# Listing
— Begin —

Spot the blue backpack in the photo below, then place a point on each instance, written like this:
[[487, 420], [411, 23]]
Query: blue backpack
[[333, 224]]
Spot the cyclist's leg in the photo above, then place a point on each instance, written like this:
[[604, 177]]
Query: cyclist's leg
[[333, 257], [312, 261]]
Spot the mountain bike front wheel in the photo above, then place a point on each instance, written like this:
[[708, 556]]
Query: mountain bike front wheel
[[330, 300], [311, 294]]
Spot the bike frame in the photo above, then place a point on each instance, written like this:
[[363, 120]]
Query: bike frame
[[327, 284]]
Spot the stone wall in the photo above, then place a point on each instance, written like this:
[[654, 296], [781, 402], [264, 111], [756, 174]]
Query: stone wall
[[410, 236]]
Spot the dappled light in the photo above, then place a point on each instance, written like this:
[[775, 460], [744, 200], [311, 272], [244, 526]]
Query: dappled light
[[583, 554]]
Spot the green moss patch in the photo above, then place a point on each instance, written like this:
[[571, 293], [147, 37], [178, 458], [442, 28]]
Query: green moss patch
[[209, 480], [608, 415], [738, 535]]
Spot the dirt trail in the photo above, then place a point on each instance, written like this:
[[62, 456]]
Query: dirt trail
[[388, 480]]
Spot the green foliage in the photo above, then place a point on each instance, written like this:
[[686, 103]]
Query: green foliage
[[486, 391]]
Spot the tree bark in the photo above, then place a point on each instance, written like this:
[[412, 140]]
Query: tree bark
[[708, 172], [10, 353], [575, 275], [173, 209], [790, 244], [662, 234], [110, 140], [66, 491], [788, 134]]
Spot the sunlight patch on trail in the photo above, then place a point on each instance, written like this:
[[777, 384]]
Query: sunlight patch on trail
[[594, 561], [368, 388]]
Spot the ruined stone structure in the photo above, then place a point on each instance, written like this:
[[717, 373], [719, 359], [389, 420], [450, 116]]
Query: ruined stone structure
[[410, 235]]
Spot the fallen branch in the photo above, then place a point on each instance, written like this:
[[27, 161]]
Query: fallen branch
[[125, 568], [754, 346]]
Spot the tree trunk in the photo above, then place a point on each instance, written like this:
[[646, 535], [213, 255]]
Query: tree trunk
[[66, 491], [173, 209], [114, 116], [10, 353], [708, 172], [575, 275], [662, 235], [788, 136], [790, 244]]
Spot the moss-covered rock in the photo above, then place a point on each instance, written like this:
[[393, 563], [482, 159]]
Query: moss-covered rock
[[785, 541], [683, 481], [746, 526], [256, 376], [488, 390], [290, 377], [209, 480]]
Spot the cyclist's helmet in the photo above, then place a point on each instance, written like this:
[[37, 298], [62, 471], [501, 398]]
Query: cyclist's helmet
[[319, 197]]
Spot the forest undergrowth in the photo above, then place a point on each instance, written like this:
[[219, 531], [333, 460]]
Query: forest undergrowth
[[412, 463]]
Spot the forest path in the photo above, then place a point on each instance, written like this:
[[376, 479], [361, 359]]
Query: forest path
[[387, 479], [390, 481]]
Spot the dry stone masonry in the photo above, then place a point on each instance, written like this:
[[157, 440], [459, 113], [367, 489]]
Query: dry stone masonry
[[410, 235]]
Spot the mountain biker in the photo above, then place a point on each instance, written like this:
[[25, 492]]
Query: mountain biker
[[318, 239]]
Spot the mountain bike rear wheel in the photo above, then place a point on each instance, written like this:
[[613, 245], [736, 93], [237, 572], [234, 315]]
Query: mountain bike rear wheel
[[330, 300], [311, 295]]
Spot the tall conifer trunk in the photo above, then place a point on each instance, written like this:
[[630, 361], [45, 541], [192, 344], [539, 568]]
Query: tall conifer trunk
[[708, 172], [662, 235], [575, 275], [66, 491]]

— End —

# Problem details
Repeat all the records. Match each line exactly.

# Full output
Spot the blue backpack in the photo below, then place a point on each instance, written like this:
[[487, 420], [411, 23]]
Query: blue backpack
[[333, 224]]
Spot the cyclist's leg in the photo above, then place a point on each instance, written like this:
[[604, 177]]
Query: cyclist's leg
[[333, 257], [312, 261]]
Spot the mountain bike front wheel in the photo above, then place a point on each instance, written like this:
[[708, 556]]
Query: mountain bike front wheel
[[330, 300], [311, 294]]
Spot the bike frame in the photo above, then place a point on each instance, written like this:
[[363, 120]]
Query: bike frame
[[327, 284]]
Spot the stone wall in the photo above, then place a point on each instance, written like this:
[[654, 296], [781, 402], [264, 111], [756, 174]]
Query: stone wall
[[410, 236]]
Spot the dappled light in the photo above, then place a point on each instance, written like this:
[[775, 460], [744, 200], [311, 272], [244, 526]]
Query: dappled light
[[583, 554]]
Spot the green moss patch in the photo above, then place a point on each instance, written like this:
[[571, 293], [147, 37], [178, 458], [442, 28]]
Query: green moss patch
[[209, 480], [608, 415], [738, 535]]
Spot the dirt trail in the photo above, then place a point on each instance, written like this:
[[62, 456]]
Query: dirt trail
[[388, 480]]
Spot the green foliage in the photo above, then place a point on each instance, written like this:
[[686, 103]]
Query: green foliage
[[486, 391]]
Spot the tree bark in the photo above, then place a point on each instance, written like this:
[[412, 140]]
Query: tree bark
[[708, 172], [10, 353], [575, 275], [173, 209], [790, 244], [662, 234], [110, 140], [66, 491], [788, 134]]
Spot the sunlight patch on trail in the photo above, then place a point on each instance, written like this:
[[777, 384]]
Query: sunlight patch on trail
[[594, 561], [368, 388]]
Spot the ruined stone structure in the photo above, then place a point on each instance, written like this:
[[717, 373], [719, 359], [389, 420], [450, 116]]
Query: ruined stone structure
[[410, 235]]
Spot the fallen branch in the photo above, then place a point on each instance, written like this:
[[27, 161]]
Query: fallen branch
[[125, 568], [754, 346]]
Spot the tree trunk in the photo above, then place a point on each instance, written like this:
[[646, 535], [213, 255]]
Query: tree trunk
[[66, 491], [173, 209], [114, 116], [10, 353], [708, 172], [575, 275], [662, 235], [788, 136], [790, 244]]
Spot the moss-covered rock in the photo above, then place a point on each instance, written like this:
[[393, 563], [482, 159]]
Query: moss-covered rock
[[785, 541], [683, 481], [746, 526], [256, 376], [488, 390], [290, 377], [209, 480]]
Spot the cyclist's helmet in the photo above, then place a point on each instance, written like this:
[[37, 298], [62, 471], [501, 398]]
Query: cyclist's helmet
[[319, 197]]
Spot the forest undergrowth in the photo above, then place a point on each instance, written like this:
[[219, 531], [333, 460]]
Query: forest undergrowth
[[412, 463]]
Spot the forest path in the photo above, then place a point on each instance, written like this:
[[376, 479], [361, 359]]
Query: forest path
[[387, 479], [390, 481]]
Spot the dry stone masonry in the photo above, then place a point on each instance, written like this:
[[157, 440], [459, 113], [367, 489]]
Query: dry stone masonry
[[410, 235]]
Spot the mountain biker in the photo above, then place a point on each instance, written like this:
[[25, 492]]
Query: mountain biker
[[318, 239]]
Spot the mountain bike rear wheel in the photo above, then place a point on each instance, written like this:
[[613, 245], [736, 93], [237, 572], [234, 315]]
Query: mountain bike rear wheel
[[330, 300], [311, 295]]
Spot the tall conifer trunk in the photo above, then place a point on each instance, written like this:
[[630, 361], [45, 541], [192, 344], [539, 568]]
Query: tall conifer trunk
[[708, 172], [662, 235], [575, 275], [66, 491]]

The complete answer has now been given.